------ TEXT SECTION ------
Surviving Christmas – MM #231

Surviving christmas-2595533_1920 - PixabayIt’s sad to think that Christmas could be something that many people try just to “survive”. But it’s true! For many people it’s a time, which reveals all the more, how sad their situation in life is in comparison to how other people live. For them, their task is just to get through it without emotionally falling apart. They are surviving Christmas to the best of their ability.

We don’t know if you are just surviving Christmas this year. If you are, please know that our hearts cry with yours. We know that God is crying with you too! After all, Christ came to this earth to save us from that, which makes people cry —the effects of sin! But because we live in a fallen world riddled with sin, it’s difficult sometimes to do much celebrating.

One of our favorite Christmas cards, that we received several years ago, said something we remember each Christmas. The front of the card reads, “Only a few heard the music when He arrived…” And then the inside of the card says, “BUT THE CELEBRATION WILL BE DEAFENING WHEN HE RETURNS!” It gives us chills just to think about that glorious celebration!

Surviving Christmas

And yet for those of you who are suffering because sin has hurt your life somehow, we know that celebrating could be the last thing you want to do. For that reason, we’d like to share with you the following message written by Anne Bercht who knows about the pain that one can feel at Christmas time. She and her husband Brian survived his extra-marital affair, which nearly destroyed their marriage. They were barely hanging onto their marriage when the Christmas season came upon them. She writes:

“Christmas is a painful time for many people. The media makes it worse with commercials showing happy families together in beautiful surroundings. In reality many people confess that the holidays are more of a high stress thing. It includes families and extended families getting their feelings hurt over disappointed expectations.

“In the early years of our marriage, Brian and I always had our biggest fights on special occasions. Finally one day, I recognized the pattern and realized the problem. Yes, it was actually me, not him. Imagine! I had such high expectations of wonderful celebrations —that not only did I stress everyone out, but I was doomed to disappointment, by the unrealistic expectations I had. I was trying to be like those people on the commercials.
------ SUPPLIED RECORDS ------
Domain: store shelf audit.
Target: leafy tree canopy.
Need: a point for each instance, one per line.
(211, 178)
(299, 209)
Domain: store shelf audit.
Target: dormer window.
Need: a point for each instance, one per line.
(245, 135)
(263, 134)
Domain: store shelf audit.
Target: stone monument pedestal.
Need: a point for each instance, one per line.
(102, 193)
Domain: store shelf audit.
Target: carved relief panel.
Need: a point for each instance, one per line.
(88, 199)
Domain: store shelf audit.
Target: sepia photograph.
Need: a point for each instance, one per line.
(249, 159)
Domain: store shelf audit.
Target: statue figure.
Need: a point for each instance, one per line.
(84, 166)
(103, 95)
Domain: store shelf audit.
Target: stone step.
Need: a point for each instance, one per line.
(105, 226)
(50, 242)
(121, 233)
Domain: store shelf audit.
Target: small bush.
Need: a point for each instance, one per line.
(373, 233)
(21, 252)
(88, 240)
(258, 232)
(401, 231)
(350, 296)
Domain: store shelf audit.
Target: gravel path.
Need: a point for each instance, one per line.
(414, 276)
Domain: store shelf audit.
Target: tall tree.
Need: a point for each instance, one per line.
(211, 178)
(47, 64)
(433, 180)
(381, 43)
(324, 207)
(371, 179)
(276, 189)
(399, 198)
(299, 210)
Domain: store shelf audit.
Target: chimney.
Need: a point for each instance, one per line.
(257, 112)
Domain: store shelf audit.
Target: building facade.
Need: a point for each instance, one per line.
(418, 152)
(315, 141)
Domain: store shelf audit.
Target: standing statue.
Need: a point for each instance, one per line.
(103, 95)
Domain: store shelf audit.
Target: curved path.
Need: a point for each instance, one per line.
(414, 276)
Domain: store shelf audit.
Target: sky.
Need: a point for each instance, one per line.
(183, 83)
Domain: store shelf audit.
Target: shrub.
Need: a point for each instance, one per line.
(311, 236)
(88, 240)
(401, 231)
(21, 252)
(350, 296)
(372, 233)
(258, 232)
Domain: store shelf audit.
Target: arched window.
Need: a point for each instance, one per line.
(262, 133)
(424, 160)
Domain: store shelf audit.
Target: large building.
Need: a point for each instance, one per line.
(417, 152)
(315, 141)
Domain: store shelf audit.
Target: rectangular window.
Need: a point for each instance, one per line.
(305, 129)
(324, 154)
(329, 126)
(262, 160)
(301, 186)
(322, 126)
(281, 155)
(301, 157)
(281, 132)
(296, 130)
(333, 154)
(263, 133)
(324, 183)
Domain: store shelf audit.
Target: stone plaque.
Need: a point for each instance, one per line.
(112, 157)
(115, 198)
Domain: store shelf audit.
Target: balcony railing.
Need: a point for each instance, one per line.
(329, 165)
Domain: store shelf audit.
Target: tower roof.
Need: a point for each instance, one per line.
------
[AIM OF THE EXERCISE]
Write the next part of the article on surviving Christmas, starting after its last sentence. These records are separate from the text.

[TASK ANSWER]
Changing Expectations

“Since then, I expect nothing from holidays. I go about in a relaxed manner and do what I can, and forget about the rest. As a result, we have wonderful holiday celebrations. Oh, we don’t have 40 different dishes served, or mounding presents under the tree, or perfect decorations. Sometimes the house isn’t even spotlessly clean. We don’t get along perfectly with extended family. But what we do have is fun. We’re relaxed, not expecting anything. And since then we’ve had the greatest holidays.

“The first Christmas after discovering my husband Brian’s affair, I was scared, because things were not going well at all. I was afraid that I was going to end up throwing Brian out over Christmas. I knew from that point on, Christmas would be remembered as ‘the time mom and dad split up’ to our kids, and to us.

“So what Brian and I did during the holidays was to just ‘chill.’ I remember going to see my ‘Christian’ counselor one day who made the shocking statement that he thought our whole family needed to just sit around and smoke a joint. Of course he was kidding. But he was referring to the fact that we were all way too stressed out. We were trying too hard to fix everything too fast.

Setting Aside Disappointments

“So that’s what we did that Christmas. (No, we didn’t smoke a joint —we relaxed.) We put the affair and dealing with all of our disappointments in our marriage on hold. We decided to do our best to enjoy each others company. And we worked to remember what we had enjoyed about each other in all the good years of our marriage. We focused on the things that had attracted us to each other.

“Miraculously, we had a wonderful Christmas, and discovered that we really did like being together. This gave us a new hope to continue the hard work of rebuilding our marriage in the New Year.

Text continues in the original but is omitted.